Requirement: Type out the data again. Keep every line exactly the same.

[[ Records provided, beginning ]]

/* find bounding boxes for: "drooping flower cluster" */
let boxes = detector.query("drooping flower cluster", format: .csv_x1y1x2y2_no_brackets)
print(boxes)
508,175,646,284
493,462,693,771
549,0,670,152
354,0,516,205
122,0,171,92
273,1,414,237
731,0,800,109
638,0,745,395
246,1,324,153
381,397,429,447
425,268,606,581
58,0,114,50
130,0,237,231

[[ Records provided, end ]]

Solved exercise:
/* find bounding boxes for: "drooping flower cluster" */
let boxes = detector.query("drooping flower cluster", format: .csv_x1y1x2y2_no_brackets)
print(boxes)
508,175,646,284
493,462,693,771
549,0,670,152
354,0,516,205
122,0,171,92
273,1,414,237
731,0,800,109
638,0,745,395
246,1,324,153
381,397,429,447
425,268,606,581
58,0,114,50
130,0,237,231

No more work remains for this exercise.